▶ **BRIEF**
Repeat nothing but the lines below running from the one containing "Exercise. Mark the woman's left" to the one containing "Exercise. Mark the wooden plank". Keep both end lines.

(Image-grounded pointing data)

###

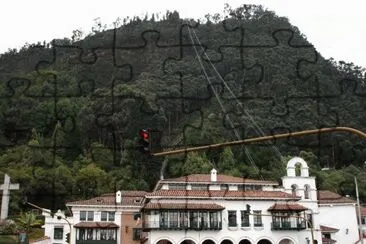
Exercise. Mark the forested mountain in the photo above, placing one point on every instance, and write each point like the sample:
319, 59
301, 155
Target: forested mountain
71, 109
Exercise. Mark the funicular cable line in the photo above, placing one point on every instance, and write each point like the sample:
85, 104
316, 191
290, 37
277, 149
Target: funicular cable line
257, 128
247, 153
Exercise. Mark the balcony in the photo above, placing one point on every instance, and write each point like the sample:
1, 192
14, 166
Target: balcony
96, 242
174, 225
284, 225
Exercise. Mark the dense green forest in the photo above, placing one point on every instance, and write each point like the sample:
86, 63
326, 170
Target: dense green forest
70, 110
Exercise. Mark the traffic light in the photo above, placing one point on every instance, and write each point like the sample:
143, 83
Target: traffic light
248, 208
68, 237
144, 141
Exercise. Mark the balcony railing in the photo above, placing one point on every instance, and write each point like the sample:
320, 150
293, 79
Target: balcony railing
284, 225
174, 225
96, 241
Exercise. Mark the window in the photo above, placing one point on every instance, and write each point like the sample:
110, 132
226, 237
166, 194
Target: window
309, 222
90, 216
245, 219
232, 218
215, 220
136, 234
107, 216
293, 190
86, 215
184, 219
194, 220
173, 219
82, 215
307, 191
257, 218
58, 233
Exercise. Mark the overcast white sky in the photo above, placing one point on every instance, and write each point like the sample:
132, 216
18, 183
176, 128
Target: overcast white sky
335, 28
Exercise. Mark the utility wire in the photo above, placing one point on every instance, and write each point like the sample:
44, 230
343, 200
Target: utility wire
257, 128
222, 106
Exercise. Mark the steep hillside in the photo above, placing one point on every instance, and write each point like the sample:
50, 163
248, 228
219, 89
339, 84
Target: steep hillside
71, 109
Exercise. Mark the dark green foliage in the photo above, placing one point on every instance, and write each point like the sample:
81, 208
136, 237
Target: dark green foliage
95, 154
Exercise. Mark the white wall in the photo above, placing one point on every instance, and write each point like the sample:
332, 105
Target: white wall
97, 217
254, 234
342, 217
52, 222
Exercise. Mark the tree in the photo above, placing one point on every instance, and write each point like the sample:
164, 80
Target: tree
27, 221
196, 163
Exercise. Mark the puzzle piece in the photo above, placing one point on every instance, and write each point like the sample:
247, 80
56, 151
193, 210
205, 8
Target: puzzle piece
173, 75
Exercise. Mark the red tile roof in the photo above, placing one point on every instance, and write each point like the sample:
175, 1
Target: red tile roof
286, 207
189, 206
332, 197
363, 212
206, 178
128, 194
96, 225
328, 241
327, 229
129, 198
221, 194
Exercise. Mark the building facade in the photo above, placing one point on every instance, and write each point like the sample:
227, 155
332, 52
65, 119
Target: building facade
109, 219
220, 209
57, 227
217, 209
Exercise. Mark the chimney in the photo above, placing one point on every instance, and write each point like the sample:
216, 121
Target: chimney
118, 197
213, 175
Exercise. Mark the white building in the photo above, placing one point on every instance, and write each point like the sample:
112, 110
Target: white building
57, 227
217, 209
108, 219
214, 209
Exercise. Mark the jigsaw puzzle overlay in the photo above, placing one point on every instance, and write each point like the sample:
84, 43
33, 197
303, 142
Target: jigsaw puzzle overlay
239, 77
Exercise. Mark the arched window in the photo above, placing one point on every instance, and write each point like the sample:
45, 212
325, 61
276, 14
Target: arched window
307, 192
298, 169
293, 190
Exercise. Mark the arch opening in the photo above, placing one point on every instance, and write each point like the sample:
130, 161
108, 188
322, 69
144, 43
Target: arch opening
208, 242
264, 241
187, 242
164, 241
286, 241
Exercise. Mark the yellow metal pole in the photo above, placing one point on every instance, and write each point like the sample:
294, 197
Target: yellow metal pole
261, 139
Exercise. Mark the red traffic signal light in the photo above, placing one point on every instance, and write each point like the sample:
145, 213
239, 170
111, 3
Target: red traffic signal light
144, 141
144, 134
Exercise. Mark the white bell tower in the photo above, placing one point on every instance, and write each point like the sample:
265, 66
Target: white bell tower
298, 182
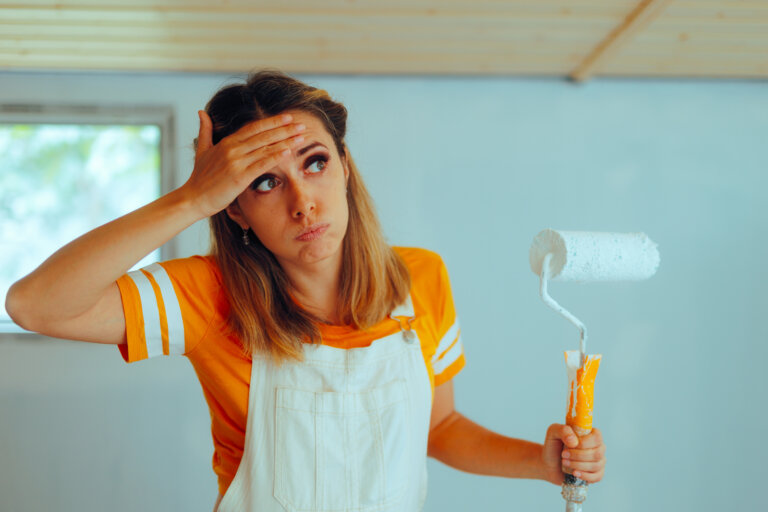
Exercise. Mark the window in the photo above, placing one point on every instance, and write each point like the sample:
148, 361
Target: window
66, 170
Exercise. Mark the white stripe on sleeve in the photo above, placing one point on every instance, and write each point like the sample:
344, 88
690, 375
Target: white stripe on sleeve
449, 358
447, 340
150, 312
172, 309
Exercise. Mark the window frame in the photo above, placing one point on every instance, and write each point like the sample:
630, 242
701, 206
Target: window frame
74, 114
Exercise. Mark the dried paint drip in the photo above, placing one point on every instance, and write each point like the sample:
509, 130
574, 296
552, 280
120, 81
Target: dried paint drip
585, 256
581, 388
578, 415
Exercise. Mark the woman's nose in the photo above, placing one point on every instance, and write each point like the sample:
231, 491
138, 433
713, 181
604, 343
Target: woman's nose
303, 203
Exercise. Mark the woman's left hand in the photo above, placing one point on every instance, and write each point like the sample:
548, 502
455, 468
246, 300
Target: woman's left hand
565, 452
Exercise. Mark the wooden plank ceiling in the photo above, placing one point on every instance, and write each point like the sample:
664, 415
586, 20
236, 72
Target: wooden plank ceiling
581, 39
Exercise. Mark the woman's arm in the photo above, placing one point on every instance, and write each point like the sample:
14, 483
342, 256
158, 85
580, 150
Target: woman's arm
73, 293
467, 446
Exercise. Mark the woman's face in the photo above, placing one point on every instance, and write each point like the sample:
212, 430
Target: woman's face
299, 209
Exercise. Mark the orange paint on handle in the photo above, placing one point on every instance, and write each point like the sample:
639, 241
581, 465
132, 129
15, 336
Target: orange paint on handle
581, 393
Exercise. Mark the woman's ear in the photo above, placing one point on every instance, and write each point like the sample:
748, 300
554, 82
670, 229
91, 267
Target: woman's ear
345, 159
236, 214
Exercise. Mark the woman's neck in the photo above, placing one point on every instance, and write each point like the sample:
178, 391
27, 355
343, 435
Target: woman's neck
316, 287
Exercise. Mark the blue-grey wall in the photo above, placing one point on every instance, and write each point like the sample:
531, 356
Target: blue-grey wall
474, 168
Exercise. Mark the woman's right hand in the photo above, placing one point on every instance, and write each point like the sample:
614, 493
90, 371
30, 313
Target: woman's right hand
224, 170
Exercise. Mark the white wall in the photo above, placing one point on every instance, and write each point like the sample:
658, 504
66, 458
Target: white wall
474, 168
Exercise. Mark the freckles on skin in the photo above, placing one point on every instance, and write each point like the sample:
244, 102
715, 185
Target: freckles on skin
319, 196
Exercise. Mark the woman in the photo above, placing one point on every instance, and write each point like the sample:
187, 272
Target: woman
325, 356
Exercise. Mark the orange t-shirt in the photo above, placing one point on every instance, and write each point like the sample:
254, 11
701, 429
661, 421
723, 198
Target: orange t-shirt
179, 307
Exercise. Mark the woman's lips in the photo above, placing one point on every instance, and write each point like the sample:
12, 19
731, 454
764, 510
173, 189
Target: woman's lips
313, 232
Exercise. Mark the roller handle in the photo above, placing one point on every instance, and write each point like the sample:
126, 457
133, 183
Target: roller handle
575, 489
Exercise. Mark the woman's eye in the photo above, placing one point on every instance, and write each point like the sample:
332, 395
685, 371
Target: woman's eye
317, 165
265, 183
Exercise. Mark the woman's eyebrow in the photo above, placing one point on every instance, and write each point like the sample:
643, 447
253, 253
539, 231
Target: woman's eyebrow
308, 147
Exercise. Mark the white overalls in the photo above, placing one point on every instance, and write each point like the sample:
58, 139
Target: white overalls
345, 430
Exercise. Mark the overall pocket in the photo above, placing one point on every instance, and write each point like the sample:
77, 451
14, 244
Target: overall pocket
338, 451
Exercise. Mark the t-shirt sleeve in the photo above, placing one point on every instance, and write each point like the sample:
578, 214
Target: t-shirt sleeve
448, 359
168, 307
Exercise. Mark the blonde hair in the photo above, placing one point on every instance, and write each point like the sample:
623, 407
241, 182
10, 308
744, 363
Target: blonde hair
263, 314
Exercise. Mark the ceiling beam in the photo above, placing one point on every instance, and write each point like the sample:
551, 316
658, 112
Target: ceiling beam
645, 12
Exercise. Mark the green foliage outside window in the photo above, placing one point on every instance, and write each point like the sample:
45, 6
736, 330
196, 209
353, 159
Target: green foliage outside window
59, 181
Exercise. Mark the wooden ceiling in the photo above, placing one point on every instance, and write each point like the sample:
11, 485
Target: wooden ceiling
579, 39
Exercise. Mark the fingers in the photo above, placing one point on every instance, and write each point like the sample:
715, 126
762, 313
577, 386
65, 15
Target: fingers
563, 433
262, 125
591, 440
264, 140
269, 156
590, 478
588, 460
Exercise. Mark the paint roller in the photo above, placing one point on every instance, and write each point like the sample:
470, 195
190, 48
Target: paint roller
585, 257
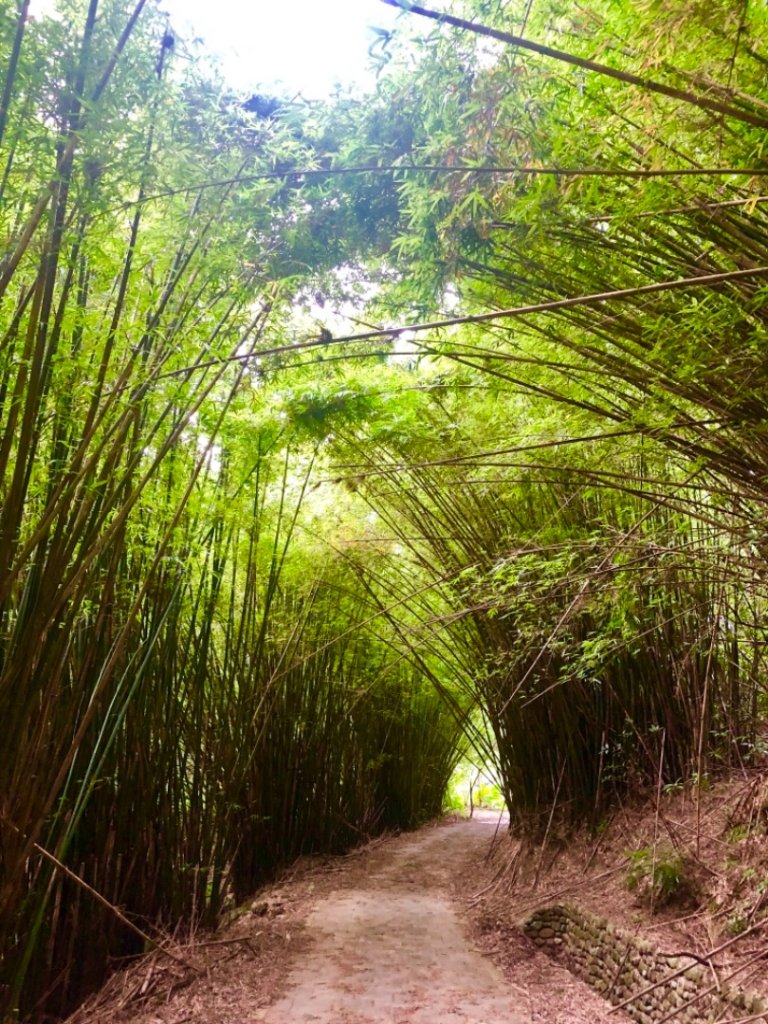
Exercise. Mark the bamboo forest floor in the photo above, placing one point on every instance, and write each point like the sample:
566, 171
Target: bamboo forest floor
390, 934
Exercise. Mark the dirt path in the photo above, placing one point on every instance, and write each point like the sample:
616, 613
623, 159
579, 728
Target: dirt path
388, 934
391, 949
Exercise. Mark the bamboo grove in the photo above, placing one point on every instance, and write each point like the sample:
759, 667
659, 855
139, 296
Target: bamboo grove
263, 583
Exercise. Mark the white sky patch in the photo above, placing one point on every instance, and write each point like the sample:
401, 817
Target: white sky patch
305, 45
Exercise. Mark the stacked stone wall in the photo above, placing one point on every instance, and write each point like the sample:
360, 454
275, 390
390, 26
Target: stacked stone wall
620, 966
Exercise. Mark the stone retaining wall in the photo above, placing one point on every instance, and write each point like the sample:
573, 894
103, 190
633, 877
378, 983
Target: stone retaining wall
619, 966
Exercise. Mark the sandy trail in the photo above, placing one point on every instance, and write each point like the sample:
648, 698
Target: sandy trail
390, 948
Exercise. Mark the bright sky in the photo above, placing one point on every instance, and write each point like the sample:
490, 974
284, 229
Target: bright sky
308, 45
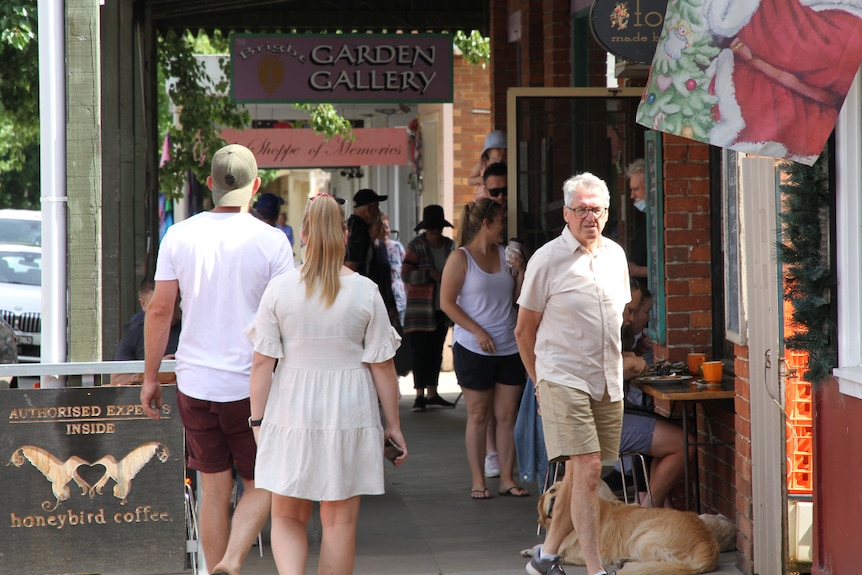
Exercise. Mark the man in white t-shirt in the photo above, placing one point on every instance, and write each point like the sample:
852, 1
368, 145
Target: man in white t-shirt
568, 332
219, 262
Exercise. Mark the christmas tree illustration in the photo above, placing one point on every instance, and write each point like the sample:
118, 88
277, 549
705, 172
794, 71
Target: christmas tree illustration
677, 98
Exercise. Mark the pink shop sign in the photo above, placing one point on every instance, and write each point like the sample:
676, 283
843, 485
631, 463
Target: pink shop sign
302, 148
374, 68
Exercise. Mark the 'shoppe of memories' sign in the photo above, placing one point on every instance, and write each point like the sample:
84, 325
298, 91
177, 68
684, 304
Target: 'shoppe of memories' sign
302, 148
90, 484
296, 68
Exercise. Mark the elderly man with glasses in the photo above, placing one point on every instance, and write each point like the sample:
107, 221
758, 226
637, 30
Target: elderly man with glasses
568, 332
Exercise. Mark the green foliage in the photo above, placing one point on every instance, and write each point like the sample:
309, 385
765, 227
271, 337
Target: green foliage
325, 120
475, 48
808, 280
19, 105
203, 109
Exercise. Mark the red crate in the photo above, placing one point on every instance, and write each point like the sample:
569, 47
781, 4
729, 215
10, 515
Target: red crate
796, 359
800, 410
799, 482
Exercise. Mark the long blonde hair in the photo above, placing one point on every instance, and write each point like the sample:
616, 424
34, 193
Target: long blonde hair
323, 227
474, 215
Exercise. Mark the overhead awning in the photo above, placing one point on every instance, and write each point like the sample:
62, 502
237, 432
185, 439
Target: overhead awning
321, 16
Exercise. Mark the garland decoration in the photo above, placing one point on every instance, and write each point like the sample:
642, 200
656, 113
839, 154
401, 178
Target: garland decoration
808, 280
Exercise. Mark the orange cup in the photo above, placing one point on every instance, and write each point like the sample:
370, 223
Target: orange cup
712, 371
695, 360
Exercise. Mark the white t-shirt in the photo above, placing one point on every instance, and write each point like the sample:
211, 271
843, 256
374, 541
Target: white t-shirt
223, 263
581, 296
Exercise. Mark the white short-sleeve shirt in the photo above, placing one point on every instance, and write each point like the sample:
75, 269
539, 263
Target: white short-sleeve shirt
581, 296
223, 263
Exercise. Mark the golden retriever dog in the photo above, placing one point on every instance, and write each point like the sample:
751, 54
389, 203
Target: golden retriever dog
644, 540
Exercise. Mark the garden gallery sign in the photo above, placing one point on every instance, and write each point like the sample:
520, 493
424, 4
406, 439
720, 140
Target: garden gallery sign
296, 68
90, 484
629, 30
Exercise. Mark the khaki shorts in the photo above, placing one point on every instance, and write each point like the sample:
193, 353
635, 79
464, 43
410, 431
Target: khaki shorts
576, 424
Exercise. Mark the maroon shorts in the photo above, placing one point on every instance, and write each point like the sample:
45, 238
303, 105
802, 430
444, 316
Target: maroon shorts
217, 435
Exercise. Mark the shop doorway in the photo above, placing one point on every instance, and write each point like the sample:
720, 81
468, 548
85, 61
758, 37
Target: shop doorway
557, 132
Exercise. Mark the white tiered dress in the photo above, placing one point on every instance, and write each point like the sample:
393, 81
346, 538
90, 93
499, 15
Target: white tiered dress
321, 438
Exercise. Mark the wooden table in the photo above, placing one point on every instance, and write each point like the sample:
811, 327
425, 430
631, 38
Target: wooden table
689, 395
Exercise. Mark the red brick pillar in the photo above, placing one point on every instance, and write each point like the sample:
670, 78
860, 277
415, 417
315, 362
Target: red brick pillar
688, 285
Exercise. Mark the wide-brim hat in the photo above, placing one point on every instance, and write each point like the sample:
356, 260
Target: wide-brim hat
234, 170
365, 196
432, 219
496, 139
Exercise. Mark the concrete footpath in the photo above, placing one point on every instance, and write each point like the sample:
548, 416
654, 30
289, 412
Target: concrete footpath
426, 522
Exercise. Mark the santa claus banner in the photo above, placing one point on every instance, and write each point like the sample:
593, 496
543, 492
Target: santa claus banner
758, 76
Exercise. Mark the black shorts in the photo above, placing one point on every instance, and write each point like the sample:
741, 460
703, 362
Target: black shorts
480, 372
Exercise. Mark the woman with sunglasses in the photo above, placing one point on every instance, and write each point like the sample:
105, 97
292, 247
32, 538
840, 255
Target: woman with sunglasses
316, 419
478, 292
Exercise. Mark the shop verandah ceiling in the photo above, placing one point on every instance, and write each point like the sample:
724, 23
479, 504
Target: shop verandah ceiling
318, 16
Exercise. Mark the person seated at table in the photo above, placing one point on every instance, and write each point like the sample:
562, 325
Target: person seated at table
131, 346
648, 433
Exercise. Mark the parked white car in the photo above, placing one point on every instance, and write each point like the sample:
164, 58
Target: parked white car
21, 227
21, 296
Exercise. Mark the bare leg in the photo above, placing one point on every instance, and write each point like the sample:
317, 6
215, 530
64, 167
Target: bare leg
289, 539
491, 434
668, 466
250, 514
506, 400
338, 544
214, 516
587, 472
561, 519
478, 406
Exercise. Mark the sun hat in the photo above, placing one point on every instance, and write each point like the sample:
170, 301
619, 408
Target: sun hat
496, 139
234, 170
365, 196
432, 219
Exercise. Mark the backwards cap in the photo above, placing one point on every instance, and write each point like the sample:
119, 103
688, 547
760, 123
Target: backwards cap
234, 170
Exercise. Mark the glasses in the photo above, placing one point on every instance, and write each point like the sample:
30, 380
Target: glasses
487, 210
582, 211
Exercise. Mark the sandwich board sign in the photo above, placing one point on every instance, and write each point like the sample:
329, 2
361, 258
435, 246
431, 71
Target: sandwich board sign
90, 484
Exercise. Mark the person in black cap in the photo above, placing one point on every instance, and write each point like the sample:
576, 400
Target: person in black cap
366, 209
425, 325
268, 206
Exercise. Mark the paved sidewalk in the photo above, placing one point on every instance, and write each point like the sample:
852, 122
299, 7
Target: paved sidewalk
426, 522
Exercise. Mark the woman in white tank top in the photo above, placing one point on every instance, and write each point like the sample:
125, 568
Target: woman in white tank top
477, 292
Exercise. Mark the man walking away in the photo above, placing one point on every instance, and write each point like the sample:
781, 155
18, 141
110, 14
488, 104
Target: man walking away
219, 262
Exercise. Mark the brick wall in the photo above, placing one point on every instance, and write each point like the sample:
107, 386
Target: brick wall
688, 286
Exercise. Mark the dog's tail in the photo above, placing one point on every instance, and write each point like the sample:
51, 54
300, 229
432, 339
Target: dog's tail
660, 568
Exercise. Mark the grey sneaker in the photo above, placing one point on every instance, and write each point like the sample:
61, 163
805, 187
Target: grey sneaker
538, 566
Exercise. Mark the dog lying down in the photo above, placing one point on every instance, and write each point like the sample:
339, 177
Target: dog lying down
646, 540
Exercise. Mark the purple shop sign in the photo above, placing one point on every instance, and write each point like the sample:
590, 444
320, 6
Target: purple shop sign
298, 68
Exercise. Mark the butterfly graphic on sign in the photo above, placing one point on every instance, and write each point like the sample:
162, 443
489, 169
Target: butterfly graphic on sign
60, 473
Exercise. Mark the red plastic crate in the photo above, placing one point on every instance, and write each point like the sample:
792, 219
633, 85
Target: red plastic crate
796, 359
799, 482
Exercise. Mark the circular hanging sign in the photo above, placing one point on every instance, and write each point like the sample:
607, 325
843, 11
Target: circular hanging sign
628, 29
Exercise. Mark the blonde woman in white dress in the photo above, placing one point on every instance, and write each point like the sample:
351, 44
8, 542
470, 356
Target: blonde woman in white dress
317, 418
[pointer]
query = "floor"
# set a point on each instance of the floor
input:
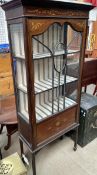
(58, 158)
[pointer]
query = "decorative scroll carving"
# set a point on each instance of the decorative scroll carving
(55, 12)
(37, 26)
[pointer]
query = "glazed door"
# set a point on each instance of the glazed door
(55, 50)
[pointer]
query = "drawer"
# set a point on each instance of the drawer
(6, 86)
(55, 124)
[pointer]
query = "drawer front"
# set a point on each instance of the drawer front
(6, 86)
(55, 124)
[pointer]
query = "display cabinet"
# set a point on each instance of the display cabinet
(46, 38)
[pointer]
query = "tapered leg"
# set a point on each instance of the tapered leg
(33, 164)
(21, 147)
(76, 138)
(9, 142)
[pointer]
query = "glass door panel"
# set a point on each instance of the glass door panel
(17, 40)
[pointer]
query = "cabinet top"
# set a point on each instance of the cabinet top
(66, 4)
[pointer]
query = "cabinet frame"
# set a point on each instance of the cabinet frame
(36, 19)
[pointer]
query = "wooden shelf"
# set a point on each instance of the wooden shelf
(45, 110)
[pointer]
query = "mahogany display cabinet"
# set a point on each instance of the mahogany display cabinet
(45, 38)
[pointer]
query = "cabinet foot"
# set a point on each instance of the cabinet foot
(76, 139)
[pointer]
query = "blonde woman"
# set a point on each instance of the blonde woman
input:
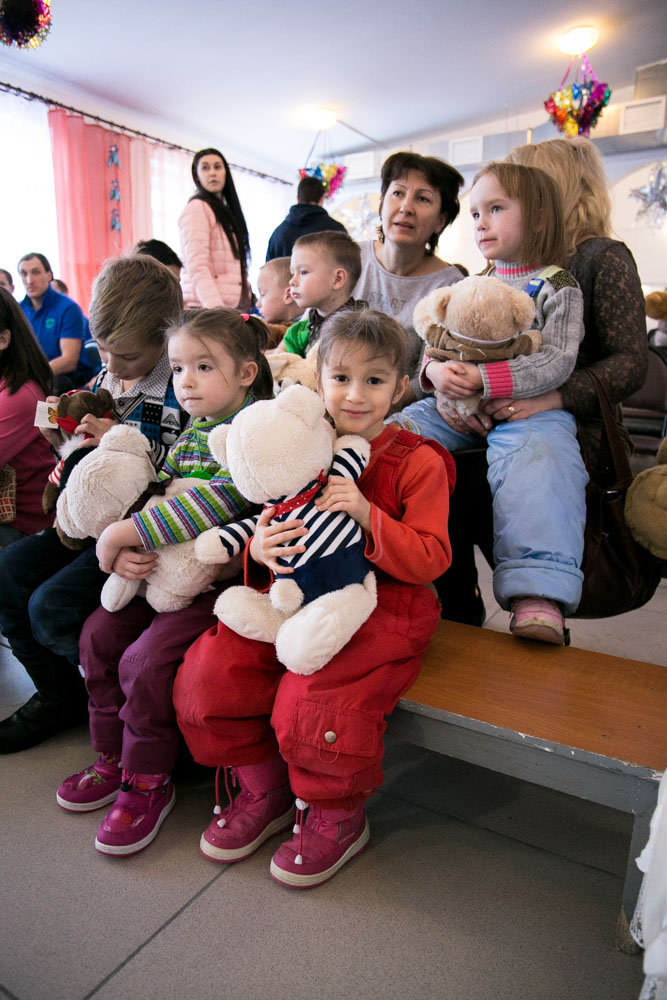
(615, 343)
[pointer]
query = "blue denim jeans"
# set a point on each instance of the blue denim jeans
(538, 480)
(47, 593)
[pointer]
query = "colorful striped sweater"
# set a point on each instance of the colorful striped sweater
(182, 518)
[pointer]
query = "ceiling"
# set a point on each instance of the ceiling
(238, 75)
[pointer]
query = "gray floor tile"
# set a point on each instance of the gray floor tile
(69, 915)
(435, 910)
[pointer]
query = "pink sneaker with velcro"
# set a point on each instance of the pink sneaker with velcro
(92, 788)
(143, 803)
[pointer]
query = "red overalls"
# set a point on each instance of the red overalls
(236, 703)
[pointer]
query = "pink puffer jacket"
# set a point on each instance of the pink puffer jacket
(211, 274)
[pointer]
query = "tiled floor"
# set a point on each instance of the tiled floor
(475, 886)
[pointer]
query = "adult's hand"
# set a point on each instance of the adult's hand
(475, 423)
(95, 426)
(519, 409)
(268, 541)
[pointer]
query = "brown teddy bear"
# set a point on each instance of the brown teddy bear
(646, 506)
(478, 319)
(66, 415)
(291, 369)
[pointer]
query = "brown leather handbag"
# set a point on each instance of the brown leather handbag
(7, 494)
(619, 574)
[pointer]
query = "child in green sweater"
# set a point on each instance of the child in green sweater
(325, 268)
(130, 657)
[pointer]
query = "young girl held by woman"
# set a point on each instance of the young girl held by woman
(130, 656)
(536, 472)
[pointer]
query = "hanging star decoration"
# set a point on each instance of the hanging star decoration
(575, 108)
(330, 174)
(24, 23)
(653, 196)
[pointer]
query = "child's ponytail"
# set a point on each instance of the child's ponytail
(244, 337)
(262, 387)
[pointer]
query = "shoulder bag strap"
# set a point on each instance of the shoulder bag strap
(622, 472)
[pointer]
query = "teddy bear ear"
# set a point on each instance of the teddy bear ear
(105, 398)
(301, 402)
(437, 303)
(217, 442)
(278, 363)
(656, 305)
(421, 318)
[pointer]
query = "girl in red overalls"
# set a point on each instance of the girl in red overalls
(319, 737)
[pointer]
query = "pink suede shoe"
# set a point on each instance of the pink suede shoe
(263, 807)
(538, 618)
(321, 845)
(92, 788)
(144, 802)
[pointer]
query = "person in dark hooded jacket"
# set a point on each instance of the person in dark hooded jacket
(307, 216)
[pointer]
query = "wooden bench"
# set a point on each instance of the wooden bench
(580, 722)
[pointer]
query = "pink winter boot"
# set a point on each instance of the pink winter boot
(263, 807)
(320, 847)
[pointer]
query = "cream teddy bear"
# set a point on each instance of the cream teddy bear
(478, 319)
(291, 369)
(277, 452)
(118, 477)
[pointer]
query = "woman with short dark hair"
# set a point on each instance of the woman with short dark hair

###

▶ **EXERCISE OUTPUT**
Exercise. Mark the woman's left hand in the photo above, placing one point on every instance, and write each point like the sample:
548, 502
455, 468
246, 300
Target: woman's left hand
565, 452
Exercise. Mark the wooden plank ceiling in the photo above, placing one point on every instance, and write each point like the sample:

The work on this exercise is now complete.